(Texte fourni)
────

Ces phénomènes peuvent s’analyser comme une adaptation des formes de commerce, d’une part aux nouvelles temporalités de consommation, et d’autre part à une nouvelle gestion des mobilités dans nos villes (moins de voiture donc moins de capacité à gérer soi-même sa logistique d’achat). Quelle sera alors la place du commerce physique demain sur les territoires ? Aura-t-il davantage un rôle expérientiel (théâtralisation et personnalisation) ? Une vocation de show-room (lieu d’exposition des produits) ?

Pour conforter la place du centre-ville, espace de vie, de balade, de rencontres et de convivialité des actions fortes sont à engager pour améliorer l’ambiance d’achat et, plus largement, réinvestir l’espace public pour le rendre désirable et attractif. Rappelons que 64% des usagers sont attachés à leur centre-ville (73 % chez les 18-24 ans) et que 73 % les fréquentent au moins une fois par semaine.

70 % des commerçants sont aujourd’hui locataires contre 30 % il y a 10 ans. Or l’évolution des loyers commerciaux montre leur décorrélation avec la rentabilité des points de vente. L’immobilier commercial, comme tertiaire, est passé en une vingtaine d’années d’un marché indexé sur des potentiels de marchés locaux à un marché de placement financier stimulé par un contexte fiscal très favorable (Société d’Investissement Immobilier cotée, et Sociétés Civiles de placement immobilier). La potentielle valeur ajoutée générée ne s’évalue plus au regard du nombre d’emplois créés ou du chiffre d’affaires mais à la valeur des murs inscrite au bilan.

────

(Consigne)
Recopiez mot pour mot l'extrait sur le commerce, en commençant aux mots « Ces phénomènes peuvent » et en vous arrêtant après « des produits) ? ».

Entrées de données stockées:
────

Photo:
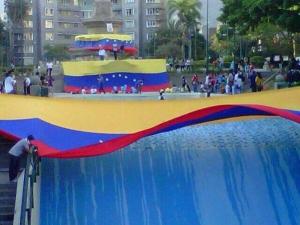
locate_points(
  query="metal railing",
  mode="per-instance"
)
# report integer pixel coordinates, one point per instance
(31, 172)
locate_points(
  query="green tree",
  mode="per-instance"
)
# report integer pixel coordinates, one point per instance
(16, 10)
(4, 45)
(167, 42)
(57, 52)
(273, 40)
(246, 15)
(187, 15)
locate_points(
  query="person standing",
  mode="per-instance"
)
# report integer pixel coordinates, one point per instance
(26, 85)
(9, 84)
(195, 83)
(100, 80)
(15, 154)
(252, 77)
(259, 82)
(101, 53)
(49, 68)
(115, 50)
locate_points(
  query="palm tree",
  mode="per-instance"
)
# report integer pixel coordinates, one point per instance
(187, 14)
(16, 11)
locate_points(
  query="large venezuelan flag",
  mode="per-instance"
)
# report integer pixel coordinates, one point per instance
(94, 42)
(117, 73)
(68, 128)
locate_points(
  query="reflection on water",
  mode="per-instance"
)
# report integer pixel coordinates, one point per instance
(235, 173)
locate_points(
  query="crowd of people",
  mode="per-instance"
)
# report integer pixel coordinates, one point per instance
(8, 83)
(233, 82)
(182, 65)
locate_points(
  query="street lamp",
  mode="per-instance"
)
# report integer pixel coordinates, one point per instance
(154, 39)
(207, 37)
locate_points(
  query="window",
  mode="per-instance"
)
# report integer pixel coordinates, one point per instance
(18, 36)
(152, 11)
(29, 11)
(129, 23)
(48, 24)
(150, 36)
(49, 12)
(62, 36)
(49, 36)
(65, 13)
(129, 12)
(28, 23)
(28, 36)
(152, 23)
(152, 1)
(68, 25)
(28, 48)
(132, 35)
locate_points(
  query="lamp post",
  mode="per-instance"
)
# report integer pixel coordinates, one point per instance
(154, 39)
(206, 49)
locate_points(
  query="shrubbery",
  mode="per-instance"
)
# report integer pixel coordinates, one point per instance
(257, 61)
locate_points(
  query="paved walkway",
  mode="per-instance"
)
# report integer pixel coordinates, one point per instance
(143, 96)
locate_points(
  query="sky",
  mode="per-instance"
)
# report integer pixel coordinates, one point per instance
(1, 8)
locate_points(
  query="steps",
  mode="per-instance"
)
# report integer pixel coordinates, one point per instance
(7, 190)
(7, 203)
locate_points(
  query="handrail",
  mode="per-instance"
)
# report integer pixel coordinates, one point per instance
(30, 174)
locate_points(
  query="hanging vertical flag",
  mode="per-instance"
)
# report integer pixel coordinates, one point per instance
(109, 28)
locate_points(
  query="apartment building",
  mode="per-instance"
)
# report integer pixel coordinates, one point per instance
(22, 37)
(53, 22)
(47, 22)
(141, 19)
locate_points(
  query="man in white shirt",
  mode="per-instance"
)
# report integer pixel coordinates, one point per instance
(26, 85)
(49, 68)
(9, 84)
(102, 53)
(15, 154)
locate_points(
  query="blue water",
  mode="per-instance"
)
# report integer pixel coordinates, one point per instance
(239, 173)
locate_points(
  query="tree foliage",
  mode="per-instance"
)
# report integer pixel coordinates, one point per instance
(16, 10)
(246, 15)
(4, 39)
(56, 52)
(168, 43)
(186, 14)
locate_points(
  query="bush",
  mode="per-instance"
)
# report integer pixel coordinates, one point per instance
(257, 61)
(228, 58)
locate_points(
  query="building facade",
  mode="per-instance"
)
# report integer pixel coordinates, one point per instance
(57, 22)
(46, 22)
(141, 19)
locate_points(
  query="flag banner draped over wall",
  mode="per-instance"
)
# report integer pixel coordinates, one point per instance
(69, 128)
(120, 74)
(93, 42)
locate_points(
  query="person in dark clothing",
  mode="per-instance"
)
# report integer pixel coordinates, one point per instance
(15, 154)
(290, 78)
(185, 84)
(100, 80)
(252, 78)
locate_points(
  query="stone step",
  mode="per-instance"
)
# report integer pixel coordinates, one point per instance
(8, 209)
(7, 200)
(7, 217)
(6, 222)
(7, 193)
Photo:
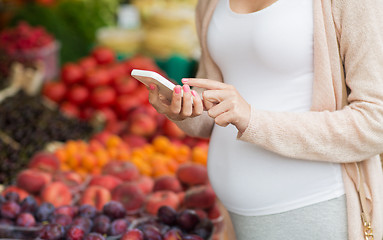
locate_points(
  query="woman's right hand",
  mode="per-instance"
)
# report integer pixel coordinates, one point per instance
(181, 107)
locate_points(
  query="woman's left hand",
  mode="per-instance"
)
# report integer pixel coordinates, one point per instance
(223, 103)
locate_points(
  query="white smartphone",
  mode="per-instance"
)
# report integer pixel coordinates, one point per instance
(149, 77)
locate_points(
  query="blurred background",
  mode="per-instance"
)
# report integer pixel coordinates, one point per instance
(161, 29)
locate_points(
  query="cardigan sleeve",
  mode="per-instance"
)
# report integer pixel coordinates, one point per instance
(353, 133)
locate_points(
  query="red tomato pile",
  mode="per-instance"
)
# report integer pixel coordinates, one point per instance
(24, 37)
(98, 84)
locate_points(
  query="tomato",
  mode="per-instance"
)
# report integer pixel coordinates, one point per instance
(141, 62)
(117, 71)
(87, 63)
(125, 85)
(108, 113)
(103, 97)
(78, 94)
(69, 109)
(72, 73)
(124, 104)
(55, 91)
(97, 78)
(87, 113)
(103, 55)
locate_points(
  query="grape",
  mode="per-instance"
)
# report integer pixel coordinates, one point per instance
(31, 125)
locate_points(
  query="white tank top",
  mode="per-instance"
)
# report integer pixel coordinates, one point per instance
(268, 56)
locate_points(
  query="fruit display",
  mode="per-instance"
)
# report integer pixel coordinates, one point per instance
(73, 23)
(160, 157)
(169, 27)
(98, 86)
(27, 219)
(26, 126)
(27, 44)
(116, 202)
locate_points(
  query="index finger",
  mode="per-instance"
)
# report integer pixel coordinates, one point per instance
(204, 83)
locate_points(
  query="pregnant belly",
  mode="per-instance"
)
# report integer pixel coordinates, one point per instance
(246, 177)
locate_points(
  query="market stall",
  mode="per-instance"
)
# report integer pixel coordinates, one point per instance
(83, 154)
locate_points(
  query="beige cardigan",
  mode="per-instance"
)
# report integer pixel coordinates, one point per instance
(343, 128)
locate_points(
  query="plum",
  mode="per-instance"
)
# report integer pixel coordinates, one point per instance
(94, 236)
(66, 210)
(151, 233)
(2, 199)
(6, 222)
(114, 210)
(52, 232)
(12, 196)
(10, 209)
(173, 234)
(44, 211)
(167, 215)
(191, 237)
(118, 226)
(85, 223)
(75, 233)
(133, 234)
(63, 220)
(29, 204)
(101, 224)
(25, 220)
(187, 220)
(87, 210)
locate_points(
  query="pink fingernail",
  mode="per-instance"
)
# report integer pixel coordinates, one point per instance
(186, 88)
(177, 89)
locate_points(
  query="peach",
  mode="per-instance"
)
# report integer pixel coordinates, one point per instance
(44, 161)
(107, 181)
(96, 196)
(57, 193)
(135, 141)
(102, 137)
(172, 130)
(125, 171)
(145, 183)
(70, 178)
(142, 124)
(21, 192)
(130, 195)
(192, 174)
(33, 180)
(167, 182)
(199, 197)
(158, 199)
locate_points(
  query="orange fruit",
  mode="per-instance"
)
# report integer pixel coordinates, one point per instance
(61, 154)
(199, 155)
(113, 141)
(161, 143)
(102, 157)
(94, 145)
(184, 154)
(89, 161)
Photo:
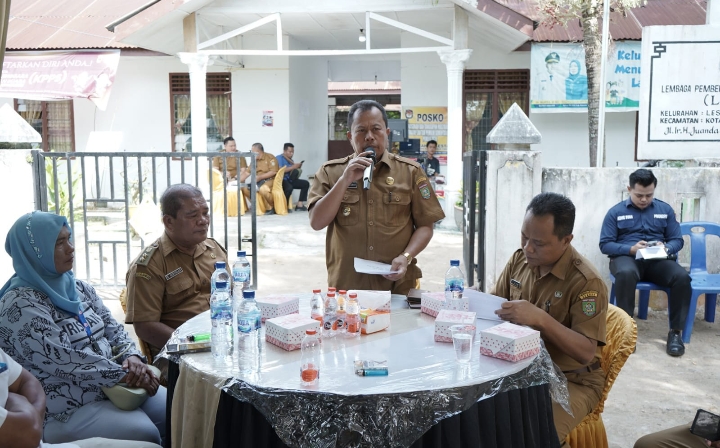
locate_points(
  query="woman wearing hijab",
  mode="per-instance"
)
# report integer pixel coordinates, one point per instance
(58, 328)
(575, 83)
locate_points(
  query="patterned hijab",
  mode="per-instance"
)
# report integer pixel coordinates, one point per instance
(31, 244)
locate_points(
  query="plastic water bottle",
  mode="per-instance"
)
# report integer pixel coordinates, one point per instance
(248, 326)
(341, 314)
(221, 336)
(317, 306)
(309, 360)
(454, 283)
(241, 274)
(330, 316)
(352, 318)
(220, 275)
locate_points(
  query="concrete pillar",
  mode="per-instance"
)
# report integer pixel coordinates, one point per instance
(513, 179)
(197, 64)
(712, 14)
(454, 60)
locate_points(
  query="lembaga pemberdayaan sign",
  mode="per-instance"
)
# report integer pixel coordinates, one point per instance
(680, 93)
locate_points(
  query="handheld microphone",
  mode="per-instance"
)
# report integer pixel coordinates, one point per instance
(367, 174)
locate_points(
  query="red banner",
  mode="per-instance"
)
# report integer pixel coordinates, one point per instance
(60, 75)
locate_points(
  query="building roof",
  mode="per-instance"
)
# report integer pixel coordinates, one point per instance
(62, 24)
(654, 12)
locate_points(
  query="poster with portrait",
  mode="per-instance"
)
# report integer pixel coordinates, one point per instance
(558, 80)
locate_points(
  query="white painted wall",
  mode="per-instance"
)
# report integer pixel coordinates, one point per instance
(308, 112)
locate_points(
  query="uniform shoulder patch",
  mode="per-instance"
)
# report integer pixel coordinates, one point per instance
(589, 302)
(146, 255)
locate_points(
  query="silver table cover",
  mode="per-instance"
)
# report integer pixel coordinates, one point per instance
(425, 384)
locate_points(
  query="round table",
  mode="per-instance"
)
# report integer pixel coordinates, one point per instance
(425, 387)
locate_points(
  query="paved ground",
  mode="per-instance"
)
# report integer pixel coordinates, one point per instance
(654, 391)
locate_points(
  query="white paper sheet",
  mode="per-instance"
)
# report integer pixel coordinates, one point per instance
(651, 252)
(484, 304)
(372, 267)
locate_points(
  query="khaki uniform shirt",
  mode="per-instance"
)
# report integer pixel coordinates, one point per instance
(573, 293)
(375, 224)
(232, 164)
(168, 286)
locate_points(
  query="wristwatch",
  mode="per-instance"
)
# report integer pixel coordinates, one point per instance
(408, 256)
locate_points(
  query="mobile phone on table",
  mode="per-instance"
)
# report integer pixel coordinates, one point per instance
(706, 425)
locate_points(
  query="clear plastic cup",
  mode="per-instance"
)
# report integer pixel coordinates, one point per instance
(463, 337)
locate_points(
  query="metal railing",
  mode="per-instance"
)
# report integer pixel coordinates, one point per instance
(92, 186)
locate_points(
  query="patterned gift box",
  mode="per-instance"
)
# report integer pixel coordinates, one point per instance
(510, 342)
(432, 302)
(276, 306)
(447, 318)
(288, 331)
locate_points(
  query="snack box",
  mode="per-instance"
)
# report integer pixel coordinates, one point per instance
(510, 342)
(288, 331)
(447, 318)
(276, 306)
(432, 302)
(372, 321)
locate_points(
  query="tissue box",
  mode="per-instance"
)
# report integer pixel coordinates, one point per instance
(288, 331)
(372, 321)
(276, 306)
(510, 342)
(447, 318)
(432, 302)
(372, 300)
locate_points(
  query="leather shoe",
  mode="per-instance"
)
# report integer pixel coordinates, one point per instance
(675, 346)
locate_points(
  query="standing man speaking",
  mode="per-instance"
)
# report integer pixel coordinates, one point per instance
(391, 221)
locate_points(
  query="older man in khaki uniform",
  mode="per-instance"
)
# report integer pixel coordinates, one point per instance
(391, 222)
(554, 289)
(169, 282)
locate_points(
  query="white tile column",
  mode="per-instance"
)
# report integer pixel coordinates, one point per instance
(454, 60)
(197, 64)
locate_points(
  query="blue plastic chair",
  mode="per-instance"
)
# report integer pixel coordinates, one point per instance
(644, 302)
(702, 282)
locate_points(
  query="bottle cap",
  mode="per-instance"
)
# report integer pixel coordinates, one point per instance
(248, 294)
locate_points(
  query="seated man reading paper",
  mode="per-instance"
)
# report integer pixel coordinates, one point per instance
(555, 290)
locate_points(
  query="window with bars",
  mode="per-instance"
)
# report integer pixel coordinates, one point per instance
(488, 95)
(218, 111)
(54, 121)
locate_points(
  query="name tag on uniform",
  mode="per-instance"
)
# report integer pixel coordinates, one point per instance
(173, 274)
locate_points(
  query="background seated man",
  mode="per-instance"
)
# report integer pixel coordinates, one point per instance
(169, 282)
(266, 167)
(229, 145)
(555, 290)
(291, 180)
(627, 228)
(22, 412)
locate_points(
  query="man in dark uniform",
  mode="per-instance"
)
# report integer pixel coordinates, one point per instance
(392, 222)
(630, 226)
(169, 282)
(555, 290)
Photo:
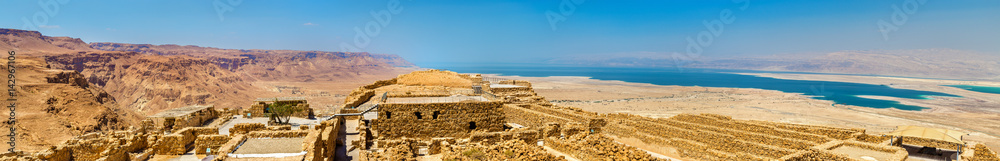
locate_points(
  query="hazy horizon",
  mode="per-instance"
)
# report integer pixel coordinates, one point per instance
(435, 32)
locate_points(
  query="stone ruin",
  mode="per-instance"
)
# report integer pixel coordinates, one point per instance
(179, 118)
(512, 124)
(259, 108)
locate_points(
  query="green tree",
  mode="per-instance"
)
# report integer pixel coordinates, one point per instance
(281, 112)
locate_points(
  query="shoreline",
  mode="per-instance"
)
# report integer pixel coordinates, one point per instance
(646, 99)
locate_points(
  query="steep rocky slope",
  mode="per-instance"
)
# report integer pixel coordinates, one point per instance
(276, 65)
(932, 63)
(152, 83)
(33, 42)
(55, 105)
(64, 81)
(929, 63)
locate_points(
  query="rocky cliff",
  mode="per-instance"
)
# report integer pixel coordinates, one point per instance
(32, 42)
(54, 105)
(152, 83)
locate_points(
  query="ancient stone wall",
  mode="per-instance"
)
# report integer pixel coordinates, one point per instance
(229, 146)
(194, 119)
(278, 134)
(929, 143)
(438, 119)
(313, 145)
(503, 150)
(259, 109)
(516, 82)
(329, 137)
(213, 142)
(177, 143)
(540, 116)
(243, 128)
(358, 97)
(586, 146)
(118, 145)
(528, 136)
(982, 153)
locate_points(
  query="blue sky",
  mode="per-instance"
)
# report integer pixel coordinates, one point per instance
(433, 32)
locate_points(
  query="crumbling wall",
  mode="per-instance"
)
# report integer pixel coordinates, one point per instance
(504, 150)
(528, 136)
(278, 134)
(872, 138)
(177, 143)
(400, 150)
(982, 153)
(540, 116)
(194, 119)
(585, 146)
(229, 146)
(244, 128)
(329, 137)
(258, 109)
(516, 82)
(213, 142)
(279, 127)
(358, 97)
(438, 119)
(313, 145)
(929, 143)
(116, 145)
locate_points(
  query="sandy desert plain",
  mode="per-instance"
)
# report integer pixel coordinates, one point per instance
(976, 113)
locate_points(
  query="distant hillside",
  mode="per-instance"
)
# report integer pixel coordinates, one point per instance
(928, 63)
(33, 42)
(55, 105)
(70, 87)
(151, 83)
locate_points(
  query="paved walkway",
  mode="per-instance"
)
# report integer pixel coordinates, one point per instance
(295, 121)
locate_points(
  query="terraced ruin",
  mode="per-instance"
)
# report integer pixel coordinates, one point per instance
(441, 115)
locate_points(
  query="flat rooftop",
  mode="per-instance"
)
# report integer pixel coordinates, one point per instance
(449, 99)
(504, 86)
(182, 111)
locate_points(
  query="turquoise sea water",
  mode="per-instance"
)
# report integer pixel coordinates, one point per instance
(984, 89)
(838, 92)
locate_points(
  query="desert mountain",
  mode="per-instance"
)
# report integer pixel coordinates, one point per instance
(276, 65)
(33, 42)
(928, 63)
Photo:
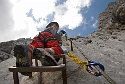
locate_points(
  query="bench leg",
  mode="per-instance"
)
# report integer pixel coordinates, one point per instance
(64, 76)
(15, 77)
(41, 78)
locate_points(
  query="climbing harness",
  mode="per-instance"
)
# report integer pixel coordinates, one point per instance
(87, 65)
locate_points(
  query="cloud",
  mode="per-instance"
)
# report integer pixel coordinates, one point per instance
(23, 18)
(68, 13)
(95, 24)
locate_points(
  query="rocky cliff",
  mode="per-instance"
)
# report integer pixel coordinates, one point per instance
(106, 45)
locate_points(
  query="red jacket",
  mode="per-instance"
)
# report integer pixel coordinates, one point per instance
(46, 40)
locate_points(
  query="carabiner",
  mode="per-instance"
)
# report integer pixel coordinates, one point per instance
(91, 70)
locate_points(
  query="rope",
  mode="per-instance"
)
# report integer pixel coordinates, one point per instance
(78, 61)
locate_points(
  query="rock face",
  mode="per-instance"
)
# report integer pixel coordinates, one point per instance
(106, 45)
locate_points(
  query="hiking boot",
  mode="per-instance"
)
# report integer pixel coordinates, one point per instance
(45, 58)
(22, 58)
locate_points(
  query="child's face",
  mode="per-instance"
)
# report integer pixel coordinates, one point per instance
(54, 26)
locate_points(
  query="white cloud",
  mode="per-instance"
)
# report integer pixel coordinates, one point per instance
(71, 17)
(94, 25)
(14, 22)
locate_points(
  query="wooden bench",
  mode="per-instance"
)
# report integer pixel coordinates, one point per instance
(61, 67)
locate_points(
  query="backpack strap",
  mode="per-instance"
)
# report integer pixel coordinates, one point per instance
(45, 40)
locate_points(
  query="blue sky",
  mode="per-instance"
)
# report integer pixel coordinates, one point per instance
(97, 7)
(26, 18)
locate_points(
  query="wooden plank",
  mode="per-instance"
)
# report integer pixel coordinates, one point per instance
(38, 68)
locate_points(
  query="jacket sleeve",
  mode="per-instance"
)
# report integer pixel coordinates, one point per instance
(37, 43)
(53, 44)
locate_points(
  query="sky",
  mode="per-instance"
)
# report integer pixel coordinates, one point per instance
(26, 18)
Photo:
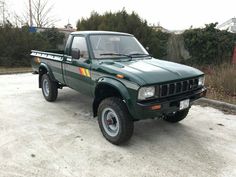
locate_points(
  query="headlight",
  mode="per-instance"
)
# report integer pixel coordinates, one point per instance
(201, 81)
(146, 92)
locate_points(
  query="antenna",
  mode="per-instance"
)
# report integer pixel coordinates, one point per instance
(2, 6)
(30, 14)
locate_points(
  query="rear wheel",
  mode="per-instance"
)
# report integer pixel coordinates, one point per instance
(49, 88)
(115, 121)
(176, 116)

────

(Réponse rédigée)
Ces phénomènes peuvent s’analyser comme une adaptation des formes de commerce, d’une part aux nouvelles temporalités de consommation, et d’autre part à une nouvelle gestion des mobilités dans nos villes (moins de voiture donc moins de capacité à gérer soi-même sa logistique d’achat). Quelle sera alors la place du commerce physique demain sur les territoires ? Aura-t-il davantage un rôle expérientiel (théâtralisation et personnalisation) ? Une vocation de show-room (lieu d’exposition des produits) ?